(GIVEN TEXT):
☆ ☆ ☆ ☆ ☆

Make no mistake, in America you can do anything and become anything you want, even it it’s illegal. All you have to do is work at it.
However, if your dreams don’t fit easily into the pre-cut molds society offers — i.e., housekeeper, Boeing exec or truck driver — there will be some lean and hard times. The thing is, during the difficult times most of us compromise our original goals. Rather than fight to overcome roadblocks, we learn to conform to the standard social rules – and it takes so much of our creative energy to conform, there’s little left for other pursuits. But if you hang in there and refuse to compromise, eventually you’ll reach your goals. There are many successful people who’ll attest to this. Frank Sinatra comes immediately to mind because he did it “his way.” Similarly, our president did pretty well for a black fellow out of Chicago’s South Side.

☆ ☆ ☆ ☆ ☆

(DATA TO EXAMINE):

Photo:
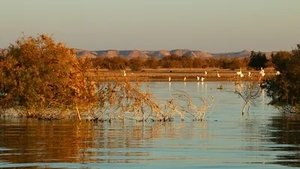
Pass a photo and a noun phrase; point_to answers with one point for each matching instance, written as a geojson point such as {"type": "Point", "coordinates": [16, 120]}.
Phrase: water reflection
{"type": "Point", "coordinates": [225, 140]}
{"type": "Point", "coordinates": [24, 141]}
{"type": "Point", "coordinates": [286, 132]}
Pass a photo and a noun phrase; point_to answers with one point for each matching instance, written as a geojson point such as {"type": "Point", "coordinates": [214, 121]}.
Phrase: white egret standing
{"type": "Point", "coordinates": [249, 74]}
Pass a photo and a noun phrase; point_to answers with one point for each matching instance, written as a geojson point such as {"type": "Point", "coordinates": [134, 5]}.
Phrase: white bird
{"type": "Point", "coordinates": [240, 73]}
{"type": "Point", "coordinates": [262, 72]}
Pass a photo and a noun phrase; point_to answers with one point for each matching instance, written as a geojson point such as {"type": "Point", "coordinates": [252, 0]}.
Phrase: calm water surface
{"type": "Point", "coordinates": [263, 139]}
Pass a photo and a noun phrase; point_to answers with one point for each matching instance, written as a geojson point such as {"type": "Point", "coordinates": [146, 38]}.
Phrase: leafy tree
{"type": "Point", "coordinates": [257, 60]}
{"type": "Point", "coordinates": [284, 89]}
{"type": "Point", "coordinates": [39, 74]}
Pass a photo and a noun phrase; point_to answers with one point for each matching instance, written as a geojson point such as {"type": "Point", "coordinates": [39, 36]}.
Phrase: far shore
{"type": "Point", "coordinates": [184, 74]}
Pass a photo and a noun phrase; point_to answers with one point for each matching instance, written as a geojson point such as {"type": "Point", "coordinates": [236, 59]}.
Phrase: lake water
{"type": "Point", "coordinates": [263, 139]}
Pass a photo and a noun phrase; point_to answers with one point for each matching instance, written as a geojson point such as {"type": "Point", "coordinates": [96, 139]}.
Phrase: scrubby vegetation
{"type": "Point", "coordinates": [284, 89]}
{"type": "Point", "coordinates": [172, 61]}
{"type": "Point", "coordinates": [44, 79]}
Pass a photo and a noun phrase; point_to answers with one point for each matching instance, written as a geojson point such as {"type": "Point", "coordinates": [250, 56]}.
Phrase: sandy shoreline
{"type": "Point", "coordinates": [188, 75]}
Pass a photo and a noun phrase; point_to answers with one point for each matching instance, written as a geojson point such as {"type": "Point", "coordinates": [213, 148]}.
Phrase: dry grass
{"type": "Point", "coordinates": [179, 74]}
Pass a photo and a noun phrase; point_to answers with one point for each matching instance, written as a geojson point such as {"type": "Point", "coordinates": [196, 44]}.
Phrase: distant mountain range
{"type": "Point", "coordinates": [159, 54]}
{"type": "Point", "coordinates": [162, 53]}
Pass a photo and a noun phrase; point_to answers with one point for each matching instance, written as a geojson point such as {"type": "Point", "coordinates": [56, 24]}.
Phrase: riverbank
{"type": "Point", "coordinates": [189, 75]}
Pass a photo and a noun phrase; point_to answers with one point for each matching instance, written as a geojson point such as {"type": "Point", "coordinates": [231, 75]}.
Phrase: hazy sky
{"type": "Point", "coordinates": [210, 25]}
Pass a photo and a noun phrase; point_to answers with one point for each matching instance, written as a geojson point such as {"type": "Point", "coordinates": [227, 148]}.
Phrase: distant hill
{"type": "Point", "coordinates": [243, 53]}
{"type": "Point", "coordinates": [162, 53]}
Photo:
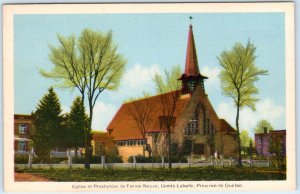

☆ ☆ ☆ ☆ ☆

(EXERCISE OBJECTIVE):
Print the passage about reaching your goals in America word for word, starting with "However, if your" and going on through "Chicago’s South Side.".

(EXERCISE RESPONSE):
However, if your dreams don’t fit easily into the pre-cut molds society offers — i.e., housekeeper, Boeing exec or truck driver — there will be some lean and hard times. The thing is, during the difficult times most of us compromise our original goals. Rather than fight to overcome roadblocks, we learn to conform to the standard social rules – and it takes so much of our creative energy to conform, there’s little left for other pursuits. But if you hang in there and refuse to compromise, eventually you’ll reach your goals. There are many successful people who’ll attest to this. Frank Sinatra comes immediately to mind because he did it “his way.” Similarly, our president did pretty well for a black fellow out of Chicago’s South Side.